**** PROVIDED ENTRIES ****
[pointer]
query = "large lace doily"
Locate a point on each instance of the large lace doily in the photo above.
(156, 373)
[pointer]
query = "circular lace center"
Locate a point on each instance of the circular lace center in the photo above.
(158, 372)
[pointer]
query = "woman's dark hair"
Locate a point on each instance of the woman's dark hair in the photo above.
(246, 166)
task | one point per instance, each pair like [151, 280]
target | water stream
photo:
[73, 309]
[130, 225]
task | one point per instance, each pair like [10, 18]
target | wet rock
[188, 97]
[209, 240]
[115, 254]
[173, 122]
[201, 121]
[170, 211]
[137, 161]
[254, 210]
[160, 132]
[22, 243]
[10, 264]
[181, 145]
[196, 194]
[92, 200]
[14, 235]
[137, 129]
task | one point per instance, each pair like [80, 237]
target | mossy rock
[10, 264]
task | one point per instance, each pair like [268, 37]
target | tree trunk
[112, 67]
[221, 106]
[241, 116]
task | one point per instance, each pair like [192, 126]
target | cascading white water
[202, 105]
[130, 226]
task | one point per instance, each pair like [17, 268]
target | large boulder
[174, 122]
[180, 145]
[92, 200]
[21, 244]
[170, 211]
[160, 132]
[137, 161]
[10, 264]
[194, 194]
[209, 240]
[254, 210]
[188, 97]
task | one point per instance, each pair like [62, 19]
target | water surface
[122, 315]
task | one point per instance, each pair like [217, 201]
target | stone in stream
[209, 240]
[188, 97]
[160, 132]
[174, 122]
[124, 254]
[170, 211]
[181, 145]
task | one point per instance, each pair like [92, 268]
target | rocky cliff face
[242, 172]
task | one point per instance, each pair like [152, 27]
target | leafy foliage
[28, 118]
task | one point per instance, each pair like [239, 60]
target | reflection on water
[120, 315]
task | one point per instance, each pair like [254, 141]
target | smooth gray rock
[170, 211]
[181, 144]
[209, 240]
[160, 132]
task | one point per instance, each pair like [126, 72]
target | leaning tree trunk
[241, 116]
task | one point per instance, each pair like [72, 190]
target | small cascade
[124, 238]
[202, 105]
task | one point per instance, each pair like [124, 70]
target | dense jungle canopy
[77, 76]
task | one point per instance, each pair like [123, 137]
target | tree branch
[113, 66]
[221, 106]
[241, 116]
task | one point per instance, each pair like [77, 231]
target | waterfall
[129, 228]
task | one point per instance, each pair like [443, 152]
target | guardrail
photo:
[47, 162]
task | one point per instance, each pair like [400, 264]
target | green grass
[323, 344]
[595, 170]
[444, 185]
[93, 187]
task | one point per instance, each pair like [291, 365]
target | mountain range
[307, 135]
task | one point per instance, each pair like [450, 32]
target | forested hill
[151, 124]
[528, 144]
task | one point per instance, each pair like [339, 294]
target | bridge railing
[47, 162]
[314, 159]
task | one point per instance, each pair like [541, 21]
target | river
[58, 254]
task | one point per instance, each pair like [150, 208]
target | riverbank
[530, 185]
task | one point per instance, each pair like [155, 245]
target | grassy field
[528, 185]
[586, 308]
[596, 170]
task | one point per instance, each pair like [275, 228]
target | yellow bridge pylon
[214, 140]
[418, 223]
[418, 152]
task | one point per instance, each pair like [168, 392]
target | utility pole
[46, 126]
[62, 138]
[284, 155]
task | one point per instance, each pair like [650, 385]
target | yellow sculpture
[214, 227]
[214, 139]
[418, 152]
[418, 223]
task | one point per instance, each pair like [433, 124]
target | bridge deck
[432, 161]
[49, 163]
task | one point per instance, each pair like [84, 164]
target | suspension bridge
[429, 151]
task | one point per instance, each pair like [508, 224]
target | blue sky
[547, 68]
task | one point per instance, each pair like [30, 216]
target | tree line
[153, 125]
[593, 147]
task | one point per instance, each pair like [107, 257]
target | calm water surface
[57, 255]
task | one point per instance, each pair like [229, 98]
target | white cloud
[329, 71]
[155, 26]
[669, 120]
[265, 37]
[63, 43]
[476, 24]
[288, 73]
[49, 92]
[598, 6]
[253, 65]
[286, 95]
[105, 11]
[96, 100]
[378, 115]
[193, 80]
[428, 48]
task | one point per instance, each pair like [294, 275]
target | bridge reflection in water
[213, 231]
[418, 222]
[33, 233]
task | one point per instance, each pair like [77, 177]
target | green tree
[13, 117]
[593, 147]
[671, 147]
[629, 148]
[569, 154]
****
→ DIRECTIONS FOR THIS TASK
Print all of the lines above so that each one matches its original exactly.

→ SOLUTION TO THE PROBLEM
[pointer]
query = "large lace doily"
Locate a point on each instance of the large lace doily in the photo above.
(156, 373)
[pointer]
query = "circular lace center"
Locate a point on each instance of the circular lace center in the photo above.
(158, 372)
[pointer]
query = "woman's dark hair"
Locate a point on each instance of the woman's dark hair in the photo above.
(246, 166)
task | one point per instance, each pair like [151, 280]
target | water stream
photo:
[73, 309]
[130, 225]
task | one point per instance, each pair like [10, 18]
target | wet rock
[188, 97]
[209, 240]
[115, 254]
[173, 122]
[201, 121]
[170, 211]
[137, 161]
[254, 210]
[160, 132]
[22, 243]
[10, 264]
[181, 145]
[196, 194]
[92, 200]
[14, 235]
[137, 129]
task | one point per instance, each pair like [80, 237]
target | mossy rock
[10, 264]
task | one point per instance, each pair like [268, 37]
target | tree trunk
[112, 67]
[221, 106]
[241, 116]
task | one point per instance, each pair like [192, 126]
target | cascading white water
[202, 105]
[130, 226]
task | one point per instance, each pair like [17, 268]
target | large boulder
[174, 122]
[180, 145]
[92, 200]
[21, 244]
[170, 211]
[160, 132]
[137, 161]
[10, 264]
[194, 194]
[209, 240]
[254, 210]
[188, 97]
task | one point per instance, each pair like [62, 19]
target | water surface
[122, 315]
task | one point per instance, each pair like [217, 201]
target | stone in stream
[209, 240]
[188, 97]
[160, 132]
[174, 122]
[124, 254]
[170, 211]
[181, 145]
task | one point per instance, each pair like [92, 268]
target | rocky cliff face
[242, 172]
task | one point per instance, each pair like [152, 27]
target | leafy foliage
[28, 118]
task | one point per instance, each pair like [239, 60]
target | reflection on water
[120, 315]
task | one point per instance, each pair like [254, 141]
target | smooth gray rock
[170, 211]
[181, 144]
[209, 240]
[160, 132]
task | one point per instance, each pair like [126, 72]
target | leaning tree trunk
[241, 116]
task | one point per instance, each pair like [72, 190]
target | small cascade
[124, 238]
[202, 105]
task | one point per instance, each pair like [124, 70]
target | dense jungle canopy
[77, 76]
task | one point per instance, each pair like [123, 137]
target | tree branch
[113, 66]
[221, 106]
[241, 116]
task | one point per instance, each pair like [77, 231]
target | waterfall
[129, 228]
task | one point per instance, each pair like [443, 152]
target | guardrail
photo:
[47, 162]
task | one point per instance, each pair like [400, 264]
target | green grass
[323, 344]
[595, 170]
[444, 185]
[93, 187]
task | one point per instance, each pair like [291, 365]
target | mountain range
[307, 135]
task | one point per instance, each pair like [450, 32]
target | forested hill
[151, 124]
[528, 144]
task | one point per instance, each pair like [339, 294]
target | bridge railing
[47, 162]
[314, 159]
task | one point per instance, each pair like [541, 21]
target | river
[58, 254]
task | one point per instance, each pair like [150, 208]
target | riverbank
[530, 185]
task | one point per instance, each pair like [155, 245]
target | grassy field
[528, 185]
[586, 308]
[596, 170]
task | one point per instance, each pair like [275, 228]
target | yellow bridge pylon
[214, 140]
[418, 223]
[418, 152]
task | one point per instance, each pair like [168, 392]
target | utility pole
[46, 126]
[62, 138]
[284, 155]
task | one point per instance, each pair like [650, 385]
target | yellow sculpture
[214, 227]
[214, 139]
[418, 152]
[418, 223]
task | one point per instance, each pair like [433, 124]
target | bridge deck
[432, 161]
[49, 163]
task | one point per instance, each pair like [84, 164]
target | suspension bridge
[429, 151]
task | one point per instance, each pair like [508, 224]
target | blue sky
[547, 68]
task | one point per instance, each pair like [30, 216]
target | tree line
[153, 125]
[593, 147]
task | one point per instance, each pair like [107, 257]
target | calm water surface
[57, 255]
task | one point per instance, each pair like [229, 98]
target | white cloud
[329, 71]
[155, 26]
[669, 120]
[265, 37]
[63, 43]
[476, 24]
[288, 73]
[49, 92]
[598, 6]
[253, 65]
[286, 95]
[105, 11]
[96, 100]
[378, 115]
[193, 80]
[428, 48]
task | one point per instance, each pair like [294, 275]
target | bridge reflection in water
[213, 231]
[418, 222]
[33, 233]
task | one point per instance, each pair like [77, 177]
target | green tree
[13, 117]
[593, 147]
[671, 147]
[629, 148]
[569, 154]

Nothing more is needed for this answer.